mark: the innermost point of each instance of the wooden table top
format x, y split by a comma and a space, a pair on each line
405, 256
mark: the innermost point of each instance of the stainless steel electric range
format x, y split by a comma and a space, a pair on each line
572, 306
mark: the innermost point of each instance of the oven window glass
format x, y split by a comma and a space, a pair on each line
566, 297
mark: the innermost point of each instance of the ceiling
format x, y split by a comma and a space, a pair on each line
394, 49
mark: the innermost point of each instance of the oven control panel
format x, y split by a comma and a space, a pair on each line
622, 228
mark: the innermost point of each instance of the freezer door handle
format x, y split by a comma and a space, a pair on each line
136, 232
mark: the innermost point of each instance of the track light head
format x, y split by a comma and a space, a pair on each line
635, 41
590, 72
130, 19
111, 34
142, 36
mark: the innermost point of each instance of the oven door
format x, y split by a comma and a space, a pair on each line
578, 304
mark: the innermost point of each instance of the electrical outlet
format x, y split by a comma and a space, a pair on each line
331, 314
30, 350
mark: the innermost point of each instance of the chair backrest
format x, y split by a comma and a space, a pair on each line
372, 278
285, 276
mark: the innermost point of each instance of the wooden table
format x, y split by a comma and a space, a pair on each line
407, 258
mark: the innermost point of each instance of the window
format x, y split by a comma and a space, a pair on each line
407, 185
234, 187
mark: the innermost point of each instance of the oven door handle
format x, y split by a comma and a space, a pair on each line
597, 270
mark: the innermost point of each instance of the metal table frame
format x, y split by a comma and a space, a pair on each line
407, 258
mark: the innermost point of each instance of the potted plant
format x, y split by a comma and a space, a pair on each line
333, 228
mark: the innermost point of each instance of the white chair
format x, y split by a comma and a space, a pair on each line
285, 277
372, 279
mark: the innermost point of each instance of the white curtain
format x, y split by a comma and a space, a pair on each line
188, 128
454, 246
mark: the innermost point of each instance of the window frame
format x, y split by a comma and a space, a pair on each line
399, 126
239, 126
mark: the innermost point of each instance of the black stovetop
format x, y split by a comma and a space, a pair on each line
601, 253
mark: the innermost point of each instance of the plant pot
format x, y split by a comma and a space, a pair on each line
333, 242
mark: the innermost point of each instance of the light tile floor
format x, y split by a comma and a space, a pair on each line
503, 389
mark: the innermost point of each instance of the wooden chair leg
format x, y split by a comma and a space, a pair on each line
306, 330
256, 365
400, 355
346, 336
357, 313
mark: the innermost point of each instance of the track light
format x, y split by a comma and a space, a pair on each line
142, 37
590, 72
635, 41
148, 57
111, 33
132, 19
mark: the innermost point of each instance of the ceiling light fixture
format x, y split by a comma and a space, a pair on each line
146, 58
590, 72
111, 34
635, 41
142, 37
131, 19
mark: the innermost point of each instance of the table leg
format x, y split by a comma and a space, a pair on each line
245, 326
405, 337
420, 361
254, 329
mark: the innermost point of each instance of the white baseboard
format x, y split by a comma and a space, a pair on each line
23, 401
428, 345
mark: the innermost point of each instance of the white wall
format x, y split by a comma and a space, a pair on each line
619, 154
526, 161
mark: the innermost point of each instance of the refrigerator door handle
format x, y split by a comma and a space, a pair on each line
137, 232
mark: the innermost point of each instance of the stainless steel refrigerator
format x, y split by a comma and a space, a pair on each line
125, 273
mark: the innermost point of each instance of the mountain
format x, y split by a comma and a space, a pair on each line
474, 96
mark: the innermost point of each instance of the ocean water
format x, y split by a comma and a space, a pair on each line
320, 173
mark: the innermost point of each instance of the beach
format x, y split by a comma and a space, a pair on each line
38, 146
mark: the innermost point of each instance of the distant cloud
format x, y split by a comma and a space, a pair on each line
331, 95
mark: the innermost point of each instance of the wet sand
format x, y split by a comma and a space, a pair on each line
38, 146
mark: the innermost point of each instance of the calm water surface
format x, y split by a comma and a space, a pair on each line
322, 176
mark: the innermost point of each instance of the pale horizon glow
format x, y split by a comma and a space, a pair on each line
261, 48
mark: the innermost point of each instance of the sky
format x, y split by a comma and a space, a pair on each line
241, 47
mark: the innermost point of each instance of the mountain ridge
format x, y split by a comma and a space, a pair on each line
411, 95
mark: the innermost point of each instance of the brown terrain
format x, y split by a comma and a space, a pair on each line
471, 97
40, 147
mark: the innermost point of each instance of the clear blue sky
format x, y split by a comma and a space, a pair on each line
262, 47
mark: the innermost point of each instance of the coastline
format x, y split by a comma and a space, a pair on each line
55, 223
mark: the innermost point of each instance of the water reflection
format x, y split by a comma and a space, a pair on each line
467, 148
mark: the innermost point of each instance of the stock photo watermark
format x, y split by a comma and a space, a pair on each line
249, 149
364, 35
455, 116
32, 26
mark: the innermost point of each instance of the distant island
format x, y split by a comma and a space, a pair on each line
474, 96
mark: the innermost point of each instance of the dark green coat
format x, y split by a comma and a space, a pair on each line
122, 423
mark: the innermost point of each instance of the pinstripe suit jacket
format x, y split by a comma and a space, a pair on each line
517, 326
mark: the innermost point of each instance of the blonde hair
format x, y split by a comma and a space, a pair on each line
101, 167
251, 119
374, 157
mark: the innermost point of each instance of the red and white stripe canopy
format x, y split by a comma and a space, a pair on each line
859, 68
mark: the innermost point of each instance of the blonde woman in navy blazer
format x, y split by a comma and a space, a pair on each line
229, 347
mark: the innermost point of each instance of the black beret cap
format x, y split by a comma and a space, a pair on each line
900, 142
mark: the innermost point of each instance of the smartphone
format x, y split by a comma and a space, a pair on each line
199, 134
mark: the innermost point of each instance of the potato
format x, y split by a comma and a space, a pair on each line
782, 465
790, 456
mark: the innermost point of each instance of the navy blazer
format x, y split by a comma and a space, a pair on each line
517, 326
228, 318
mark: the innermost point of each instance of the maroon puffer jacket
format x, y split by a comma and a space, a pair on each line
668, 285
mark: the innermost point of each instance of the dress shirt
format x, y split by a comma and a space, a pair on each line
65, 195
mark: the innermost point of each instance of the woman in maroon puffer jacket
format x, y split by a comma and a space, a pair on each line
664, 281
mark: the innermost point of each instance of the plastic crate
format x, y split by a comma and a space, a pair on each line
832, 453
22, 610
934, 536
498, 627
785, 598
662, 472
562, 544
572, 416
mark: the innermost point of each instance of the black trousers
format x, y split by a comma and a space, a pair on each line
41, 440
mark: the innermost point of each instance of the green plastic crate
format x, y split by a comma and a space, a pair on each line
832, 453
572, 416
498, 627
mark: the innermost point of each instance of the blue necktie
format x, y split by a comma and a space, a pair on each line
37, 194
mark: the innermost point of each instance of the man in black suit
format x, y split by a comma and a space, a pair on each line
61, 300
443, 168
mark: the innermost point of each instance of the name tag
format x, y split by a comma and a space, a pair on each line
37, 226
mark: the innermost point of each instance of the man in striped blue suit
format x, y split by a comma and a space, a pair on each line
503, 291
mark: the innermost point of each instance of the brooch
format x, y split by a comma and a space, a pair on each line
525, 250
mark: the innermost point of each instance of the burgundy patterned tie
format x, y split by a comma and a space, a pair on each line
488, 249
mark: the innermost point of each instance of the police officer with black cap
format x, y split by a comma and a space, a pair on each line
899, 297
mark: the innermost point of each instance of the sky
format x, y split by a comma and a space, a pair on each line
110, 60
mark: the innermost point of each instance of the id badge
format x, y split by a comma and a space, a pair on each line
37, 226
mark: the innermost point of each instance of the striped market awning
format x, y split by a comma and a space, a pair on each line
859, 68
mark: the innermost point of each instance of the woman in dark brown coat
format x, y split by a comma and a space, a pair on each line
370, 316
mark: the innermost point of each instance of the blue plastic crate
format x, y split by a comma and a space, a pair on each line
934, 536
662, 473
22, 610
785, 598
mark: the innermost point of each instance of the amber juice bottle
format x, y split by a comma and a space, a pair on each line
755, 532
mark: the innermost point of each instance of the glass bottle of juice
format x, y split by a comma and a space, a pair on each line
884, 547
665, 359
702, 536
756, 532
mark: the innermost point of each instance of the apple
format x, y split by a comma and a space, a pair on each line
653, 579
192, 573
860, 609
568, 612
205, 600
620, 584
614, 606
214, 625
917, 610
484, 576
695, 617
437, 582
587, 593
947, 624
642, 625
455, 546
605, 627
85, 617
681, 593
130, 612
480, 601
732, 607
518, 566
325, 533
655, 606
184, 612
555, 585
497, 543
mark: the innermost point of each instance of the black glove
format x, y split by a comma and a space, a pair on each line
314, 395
::::::::
GIVEN PROBLEM. Take the lines above from the one holding "mark: the innermost point of each instance of the id" to the last and output them exactly.

FINAL RESULT.
mark: the innermost point of each instance of the id badge
format x, y split by a comma and a space, a pair on each line
37, 226
mark: the innermost point of each instance of the striped market awning
format x, y split by a comma and a space, a pair on each line
859, 68
mark: the innermost point of each instance of the woman in dark brown coat
format x, y split by a comma and a space, a pair on each line
370, 316
mark: the innermost point of each instance of the blue plastic crate
format x, y split by a comma and a space, a pair on each line
934, 536
662, 473
22, 610
785, 598
mark: the innermost point of each instance of the amber juice bottle
format x, y split by a comma and a space, a pair on each line
755, 532
mark: the innermost point of each instance of the glass bottle of juice
format x, y split by a comma and a space, a pair on each line
884, 547
665, 359
702, 536
756, 532
mark: the innermost point of each instance of the apple
format x, y split by a comma and a space, a pair on each line
653, 579
192, 573
860, 609
568, 612
205, 600
620, 584
614, 606
214, 625
917, 610
484, 576
695, 617
437, 582
587, 593
947, 624
642, 625
455, 546
605, 627
85, 617
681, 593
130, 612
480, 601
732, 607
518, 566
325, 533
655, 606
184, 612
555, 585
497, 543
mark: the innermost point of each instance of the black glove
format x, y split by a comma and a space, a pair on each line
314, 395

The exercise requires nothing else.